Project Update – HyEnD – Hybrid Engine Development

We Placed First in the Liquid Category at EuRoC…

From October 9th to October 15th, the HyEnD team participated in the European Rocketry Challenge (EuRoC). We launched our liquid rocket Lumina to about 2.9 km, recovered the rocket in near-perfect condition and won the liquid 3 km flight award! In the overall rankings, we placed second. A great first launch for project BLAST!

But let’s take it from the start. On October 8th, we arrived in Porto, Portugal, by plane. How do you transport a rocket in an airplane, you ask? Easy, you don’t. Two groups drove their cars all the way to Portugal, packed to the brim with all the equipment we might need, including the launch rail.

On our first day at the Paddock, where you spend most of your time during the competition, our rocket was still going through some last-minute work, so we could only display a placeholder.

But don’t fret, on the second day of the competition, we were showing off at least some hardware.

In the meantime, we assembled our launch rail at the launch site and set up the ground electronics and fluid systems which are needed to fuel, charge and launch the rocket were set up.

The next day, we had our flight readiness review. And although there were a few problems with the rule compliance of certain parts, we passed the review at our second try.

While we were at the Paddock, we displayed Lumina, both outside and inside so the other teams could see what we had been working on during the last year.

At the next day, we were at the launch site before 8 am to assemble our rocket and make it ready to launch. Though we passed the launch readiness review, we had some Troubles during Integration, which we couldn’t fix properly within the launch window, so we decided not to launch on that day.

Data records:
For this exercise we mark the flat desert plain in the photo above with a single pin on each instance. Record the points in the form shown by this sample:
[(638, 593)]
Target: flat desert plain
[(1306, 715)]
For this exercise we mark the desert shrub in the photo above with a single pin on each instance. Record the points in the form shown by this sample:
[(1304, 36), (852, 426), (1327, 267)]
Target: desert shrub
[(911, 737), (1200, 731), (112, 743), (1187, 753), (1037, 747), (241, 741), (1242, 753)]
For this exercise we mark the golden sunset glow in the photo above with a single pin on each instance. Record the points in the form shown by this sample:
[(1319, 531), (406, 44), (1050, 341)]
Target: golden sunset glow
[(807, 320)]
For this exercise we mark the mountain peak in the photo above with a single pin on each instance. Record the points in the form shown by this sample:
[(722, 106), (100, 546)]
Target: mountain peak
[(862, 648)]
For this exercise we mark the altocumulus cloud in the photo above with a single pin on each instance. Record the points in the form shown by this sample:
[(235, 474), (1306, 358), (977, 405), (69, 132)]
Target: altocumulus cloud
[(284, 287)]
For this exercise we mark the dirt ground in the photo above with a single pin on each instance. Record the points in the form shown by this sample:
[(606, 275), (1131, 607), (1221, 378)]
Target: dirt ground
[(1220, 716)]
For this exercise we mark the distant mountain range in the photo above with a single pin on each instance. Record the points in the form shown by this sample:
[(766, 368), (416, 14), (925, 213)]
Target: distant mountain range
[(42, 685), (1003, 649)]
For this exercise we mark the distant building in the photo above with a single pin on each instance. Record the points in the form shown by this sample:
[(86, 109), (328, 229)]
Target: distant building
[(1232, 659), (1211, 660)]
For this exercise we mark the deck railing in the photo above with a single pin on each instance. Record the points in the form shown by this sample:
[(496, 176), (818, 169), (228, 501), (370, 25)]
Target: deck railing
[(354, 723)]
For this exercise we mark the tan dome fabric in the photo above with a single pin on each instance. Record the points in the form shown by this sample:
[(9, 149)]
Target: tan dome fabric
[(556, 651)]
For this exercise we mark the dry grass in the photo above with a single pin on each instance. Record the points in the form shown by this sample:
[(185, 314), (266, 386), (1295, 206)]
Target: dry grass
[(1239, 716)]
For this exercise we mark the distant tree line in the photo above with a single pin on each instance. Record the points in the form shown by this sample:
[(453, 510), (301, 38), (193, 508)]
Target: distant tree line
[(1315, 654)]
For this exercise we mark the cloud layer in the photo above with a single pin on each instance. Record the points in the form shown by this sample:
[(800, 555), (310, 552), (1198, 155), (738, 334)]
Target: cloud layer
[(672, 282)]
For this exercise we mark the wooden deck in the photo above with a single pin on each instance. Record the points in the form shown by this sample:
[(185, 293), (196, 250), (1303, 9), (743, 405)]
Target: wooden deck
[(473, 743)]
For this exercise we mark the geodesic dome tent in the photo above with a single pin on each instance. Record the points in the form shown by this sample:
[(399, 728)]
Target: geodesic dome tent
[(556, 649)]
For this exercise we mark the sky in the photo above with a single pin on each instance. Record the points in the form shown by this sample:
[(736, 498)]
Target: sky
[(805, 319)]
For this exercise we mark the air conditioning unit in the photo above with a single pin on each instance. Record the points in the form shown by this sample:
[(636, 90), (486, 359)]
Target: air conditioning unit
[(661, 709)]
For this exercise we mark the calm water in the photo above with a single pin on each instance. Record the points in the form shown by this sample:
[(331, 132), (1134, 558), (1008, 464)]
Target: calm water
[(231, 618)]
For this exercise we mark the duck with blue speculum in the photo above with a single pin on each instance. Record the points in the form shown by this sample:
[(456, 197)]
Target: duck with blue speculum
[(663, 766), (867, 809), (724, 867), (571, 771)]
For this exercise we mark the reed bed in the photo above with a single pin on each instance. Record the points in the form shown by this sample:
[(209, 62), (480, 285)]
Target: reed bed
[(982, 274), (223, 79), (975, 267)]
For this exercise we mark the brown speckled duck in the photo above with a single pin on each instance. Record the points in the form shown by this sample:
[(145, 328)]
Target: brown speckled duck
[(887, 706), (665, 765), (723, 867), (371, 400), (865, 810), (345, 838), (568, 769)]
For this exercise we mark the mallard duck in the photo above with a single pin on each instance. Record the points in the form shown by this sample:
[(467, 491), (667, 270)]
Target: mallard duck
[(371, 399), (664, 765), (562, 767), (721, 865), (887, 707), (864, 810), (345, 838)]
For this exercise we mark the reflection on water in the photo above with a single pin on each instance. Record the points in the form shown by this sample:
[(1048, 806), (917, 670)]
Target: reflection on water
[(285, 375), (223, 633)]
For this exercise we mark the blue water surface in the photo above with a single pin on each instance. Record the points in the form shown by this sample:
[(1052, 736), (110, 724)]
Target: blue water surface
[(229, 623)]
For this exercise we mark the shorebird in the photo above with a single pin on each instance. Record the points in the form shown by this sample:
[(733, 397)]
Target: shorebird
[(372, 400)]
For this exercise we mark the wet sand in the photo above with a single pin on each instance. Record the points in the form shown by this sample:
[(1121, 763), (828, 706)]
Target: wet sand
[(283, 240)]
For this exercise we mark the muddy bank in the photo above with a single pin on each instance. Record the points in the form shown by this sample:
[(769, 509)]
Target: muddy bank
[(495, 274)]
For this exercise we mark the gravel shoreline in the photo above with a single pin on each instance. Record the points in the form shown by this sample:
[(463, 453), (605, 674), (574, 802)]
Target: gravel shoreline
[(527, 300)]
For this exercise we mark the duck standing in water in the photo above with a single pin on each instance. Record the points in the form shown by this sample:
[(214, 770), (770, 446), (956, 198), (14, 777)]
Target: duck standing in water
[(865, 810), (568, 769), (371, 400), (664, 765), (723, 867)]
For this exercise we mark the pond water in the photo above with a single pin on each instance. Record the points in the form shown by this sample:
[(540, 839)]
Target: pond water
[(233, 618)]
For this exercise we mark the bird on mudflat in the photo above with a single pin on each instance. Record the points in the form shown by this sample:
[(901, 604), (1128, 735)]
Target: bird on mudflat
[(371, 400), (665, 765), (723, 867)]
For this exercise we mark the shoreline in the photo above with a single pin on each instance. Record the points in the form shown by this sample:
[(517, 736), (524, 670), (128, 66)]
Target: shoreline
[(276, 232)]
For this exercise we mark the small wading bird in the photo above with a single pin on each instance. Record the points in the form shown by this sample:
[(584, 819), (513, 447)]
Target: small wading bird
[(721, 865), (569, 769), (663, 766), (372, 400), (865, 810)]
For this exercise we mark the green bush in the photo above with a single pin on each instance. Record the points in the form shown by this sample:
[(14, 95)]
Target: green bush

ACTIONS TO TAKE ::
**1)** According to the HyEnD project update, about how high did the rocket Lumina fly at EuRoC?
**2)** Sum up the HyEnD project update in two sentences.
**3)** Write the next part of the HyEnD project update, picking up after its last sentence.

FINAL ANSWERS ::
**1)** About 2.9 km.

**2)** At EuRoC, held October 9th to 15th, the HyEnD team flew its liquid rocket Lumina to about 2.9 km, recovered it in near-perfect condition, won the liquid 3 km flight award and placed second overall. After arriving in Porto with equipment driven there by car, the team set up its launch rail and ground systems and passed the flight readiness review on the second try, but troubles during integration kept it from launching on its first launch day.

**3)**
Then, on September 14th, the rocket was on the launch pad during the first launch window. Everything seemed to be going well and we began fuelling.

Since N₂O turns gaseous at low temperatures, we had to vent some of the gas in order to have more fuel in the tank. Though, when we vented for the first time, the parachute deployed! It appears that the Nitrous Oxide was released into the rocket, which caused a pressure shift in the avionics bay. Since the flight computer we used to control parachute deployment uses a barometer to tell if the rocket has reached apogee, it deployed the drogue chute.

Since it was the last launch day, time was running low. After making sure all gases would vent to the outside of the rocket and re-packaging the parachute, we were back on the launch pad during the last launch window.

Once again, we were fuelling the rocket. But we forgot one thing: venting doesn’t only change the pressure, it also changes temperature. Due to the sudden cold, the vent valve froze. In an open position.

Thankfully, Portugal is very hot in the middle of October. It didn’t take long for the valve to de-freeze. With shorter venting intervals, we safely fuelled the rocket to its optimum.

Now it was our time to launch. Would the engine ignite? Was the hold down device dimensioned appropriately? We had tested every part of the system multiple times, but there is always uncertainty in the moments before launch.

A 15 second countdown. Everyone was trying to make out the launch rail in the distance so they wouldn’t miss anything. Anxiously listening to the official communication channels.

Then – Launch!

The rocket left the launch rail with a velocity of 30.5 m/s and reached an apogee of 2.9 km, flying Mach 0.74 at its fastest. But that only makes half a successful rocket launch. The other half depends entirely on how well the avionics subsystem, the recovery subsystem and the structures subsystem worked together while designing the rocket.

Will the flight electronics send the signal to release the parachute at the right time? Will the recovery hatch open so that the chutes can deploy? Will the chutes open?

Everybody is watching the sky, trying to find the rocket and see if the drogue chute has deployed.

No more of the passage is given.